### Short exercise
List every line below that contains the word "fresco". Case counts.
[start of Raw data]
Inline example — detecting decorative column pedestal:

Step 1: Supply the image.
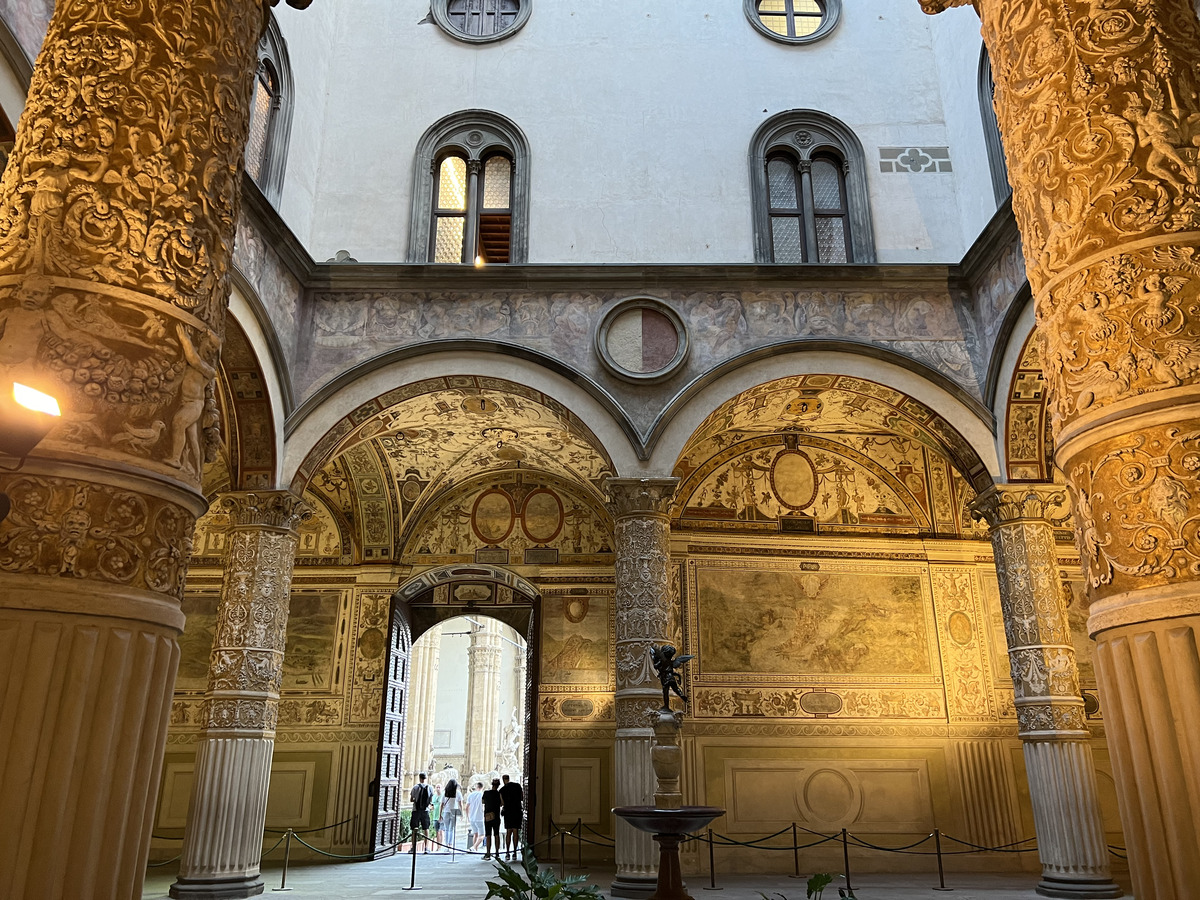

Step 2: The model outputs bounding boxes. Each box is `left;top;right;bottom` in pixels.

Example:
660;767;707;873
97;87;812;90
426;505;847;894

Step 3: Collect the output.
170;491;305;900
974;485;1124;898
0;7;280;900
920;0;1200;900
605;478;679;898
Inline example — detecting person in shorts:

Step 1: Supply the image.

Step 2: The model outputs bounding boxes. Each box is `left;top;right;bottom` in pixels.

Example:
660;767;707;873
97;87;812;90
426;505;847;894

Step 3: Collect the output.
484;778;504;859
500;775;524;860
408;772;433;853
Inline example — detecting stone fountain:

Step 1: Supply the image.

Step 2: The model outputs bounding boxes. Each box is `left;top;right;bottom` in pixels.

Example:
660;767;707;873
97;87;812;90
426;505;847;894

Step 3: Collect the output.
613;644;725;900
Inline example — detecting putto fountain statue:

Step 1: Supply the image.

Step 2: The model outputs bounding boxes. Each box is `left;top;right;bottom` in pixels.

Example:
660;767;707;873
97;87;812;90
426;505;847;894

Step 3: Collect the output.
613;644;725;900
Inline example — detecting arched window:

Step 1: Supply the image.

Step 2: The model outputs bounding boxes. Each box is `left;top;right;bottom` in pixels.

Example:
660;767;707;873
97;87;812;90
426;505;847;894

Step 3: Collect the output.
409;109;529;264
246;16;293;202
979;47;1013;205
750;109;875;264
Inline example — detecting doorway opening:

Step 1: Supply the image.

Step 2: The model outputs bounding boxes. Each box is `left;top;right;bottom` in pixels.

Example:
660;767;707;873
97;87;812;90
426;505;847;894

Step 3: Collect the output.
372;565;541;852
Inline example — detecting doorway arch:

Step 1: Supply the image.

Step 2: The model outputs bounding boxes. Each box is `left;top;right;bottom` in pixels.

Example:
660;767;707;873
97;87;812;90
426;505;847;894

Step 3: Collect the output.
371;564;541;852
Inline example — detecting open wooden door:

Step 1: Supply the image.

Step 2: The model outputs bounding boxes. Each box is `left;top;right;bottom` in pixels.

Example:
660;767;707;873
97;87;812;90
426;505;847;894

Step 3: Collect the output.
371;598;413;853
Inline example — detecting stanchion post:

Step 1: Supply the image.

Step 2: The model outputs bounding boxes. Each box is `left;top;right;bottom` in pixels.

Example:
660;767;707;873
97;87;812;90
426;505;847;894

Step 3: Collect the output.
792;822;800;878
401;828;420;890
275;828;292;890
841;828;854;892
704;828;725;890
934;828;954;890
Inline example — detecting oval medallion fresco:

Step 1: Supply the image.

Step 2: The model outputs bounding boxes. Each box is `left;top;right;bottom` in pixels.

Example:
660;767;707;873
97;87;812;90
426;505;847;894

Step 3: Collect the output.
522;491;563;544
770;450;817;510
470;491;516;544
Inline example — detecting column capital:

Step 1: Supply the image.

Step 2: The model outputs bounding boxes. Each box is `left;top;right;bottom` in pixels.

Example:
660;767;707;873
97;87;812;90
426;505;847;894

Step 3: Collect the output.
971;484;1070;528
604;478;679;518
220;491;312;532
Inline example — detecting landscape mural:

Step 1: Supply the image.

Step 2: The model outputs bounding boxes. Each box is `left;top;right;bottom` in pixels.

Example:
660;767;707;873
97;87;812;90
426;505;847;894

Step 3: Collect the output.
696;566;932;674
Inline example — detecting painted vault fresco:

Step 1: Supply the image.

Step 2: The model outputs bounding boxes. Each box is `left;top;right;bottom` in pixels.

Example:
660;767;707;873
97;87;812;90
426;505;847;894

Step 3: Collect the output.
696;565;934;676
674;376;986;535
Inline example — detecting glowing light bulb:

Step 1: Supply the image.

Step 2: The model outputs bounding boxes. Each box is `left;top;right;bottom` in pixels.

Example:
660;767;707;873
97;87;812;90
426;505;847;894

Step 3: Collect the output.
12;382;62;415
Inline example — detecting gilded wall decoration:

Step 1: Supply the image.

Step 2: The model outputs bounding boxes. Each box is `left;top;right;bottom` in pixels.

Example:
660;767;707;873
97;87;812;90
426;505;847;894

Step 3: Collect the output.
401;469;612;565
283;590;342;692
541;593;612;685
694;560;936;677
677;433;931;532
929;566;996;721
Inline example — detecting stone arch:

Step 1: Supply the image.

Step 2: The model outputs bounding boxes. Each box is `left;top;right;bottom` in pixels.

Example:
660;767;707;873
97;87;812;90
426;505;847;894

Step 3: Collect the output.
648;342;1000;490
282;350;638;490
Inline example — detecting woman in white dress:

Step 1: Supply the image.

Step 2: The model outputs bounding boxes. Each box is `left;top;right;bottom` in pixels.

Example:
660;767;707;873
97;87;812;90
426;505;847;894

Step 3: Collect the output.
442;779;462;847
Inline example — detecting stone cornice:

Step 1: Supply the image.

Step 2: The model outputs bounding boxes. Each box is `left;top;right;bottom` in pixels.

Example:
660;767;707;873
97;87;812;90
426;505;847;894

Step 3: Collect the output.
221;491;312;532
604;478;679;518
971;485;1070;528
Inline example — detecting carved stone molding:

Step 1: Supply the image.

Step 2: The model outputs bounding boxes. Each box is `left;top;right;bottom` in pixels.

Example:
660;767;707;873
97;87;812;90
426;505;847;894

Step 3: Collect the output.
[end of Raw data]
### Written response
Inline example — detecting oval medallion fresco:
Inline example — detecting painted vault fresco:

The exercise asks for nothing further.